*DOCUMENT*.
>>>>
Parallelism on a Single Core - SIMD with C#

When Microsoft shipped .NET 4.6 last summer they also released a new 64-bit JIT compiler named RyuJIT. The main goal was to improve the load times of 64 bit applications, but it also allows developers to get more performance from modern processors via SIMD intrinsics. This post looks at what SIMD intrinsics are, how RyuJIT enables .NET developers to take advantage of them, some useful patterns for using SIMD in C#, and what sort of gains you can expect to see. A follow up post takes a more detailed low level look at how it works.

Note, all the code from this post is available here, on GitHub.

The Basics of SIMD (Single Instruction Multiple Data)

A CPU carries out its job by executing instructions, and the specific instructions that a CPU knows how to execute are defined by the instruction set (e.g. x86, x86_64) and instruction set extensions (e.g. SSE, AVX, AVX-512) that it implements. Many SIMD instructions are available via these instruction set extensions.

SIMD instructions allow multiple calculations to be carried out simultaneously on a single core by using a register that is multiple times bigger than the data being processed. So, for example, using 256-bit registers you can perform 8 32-bit calculations with a single machine code instruction.

Simple SIMD 256-bit addition illustration

This example could give you up to an 8x speed-up, although in reality it's more likely to remove one bottleneck and expose the next, for example memory throughput. In general the performance benefit of using SIMD varies depending on the specific scenario, and in some cases it can even perform worse than simpler non-SIMD equivalent code. That said, considerable gains are achievable on today's processors if you know when and how to apply SIMD. As with all performance optimisations, you should measure the gains on a typical target machine before putting it into production. While some framework types use SIMD with minimal changes to your code, other custom algorithms bring added complexity, and so you must also consider this trade-off against the expected performance gains.

There are more details on typical expected gains below, and the follow up post looks at performance in more detail.
<<<<
*TO BE DONE*.
1. Quote the SIMD in C# post word for word, everything from "When Microsoft shipped" down to "Instruction Multiple Data)".
2. Write what comes next in the post on SIMD in C#, picking up after its final sentence.

*DATA SECTION*.
>>>>
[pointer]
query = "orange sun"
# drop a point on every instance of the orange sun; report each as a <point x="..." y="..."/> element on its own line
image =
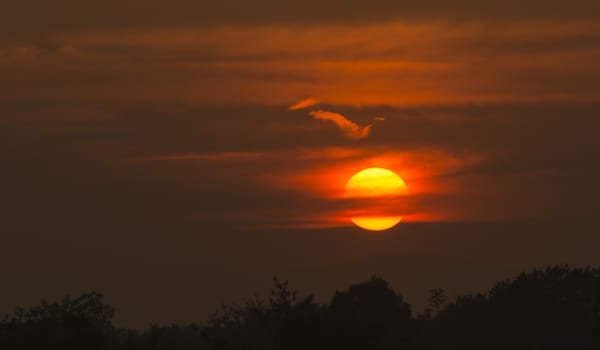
<<<<
*SOLVED PROBLEMS*.
1.
When Microsoft shipped .NET 4.6 last summer they also released a new 64-bit JIT compiler named RyuJIT. The main goal was to improve the load times of 64 bit applications, but it also allows developers to get more performance from modern processors via SIMD intrinsics. This post looks at what SIMD intrinsics are, how RyuJIT enables .NET developers to take advantage of them, some useful patterns for using SIMD in C#, and what sort of gains you can expect to see. A follow up post takes a more detailed low level look at how it works.

Note, all the code from this post is available here, on GitHub.

The Basics of SIMD (Single Instruction Multiple Data)

2.
Just In Time (JIT) Compilation.

Developers who compile directly to native code (e.g. using C and C++) have had access to SIMD intrinsics for a while, but the problem is that you need to know at compile time which instructions are available on your target machine. You need to be certain that the instructions in your binary are available on the target processor and so you must use only the subset of instructions common to all targets, or perform run-time checks before executing certain sequences. This is where a managed language's JIT compiler is well placed.

C# (and all .NET languages) are compiled to an intermediate language called Common Intermediate Language (CIL, a.k.a. Microsoft Intermediate Language, MSIL), which is deployed to the target machine. When the application is loaded the local .NET JIT compiler compiles the CIL to native code. The upshot here is that the JIT compiler knows exactly what type of CPU the target machine has and so it can make full use of all instruction sets available to it. The new JIT compiler is, therefore, the key to making SIMD available to .NET developers.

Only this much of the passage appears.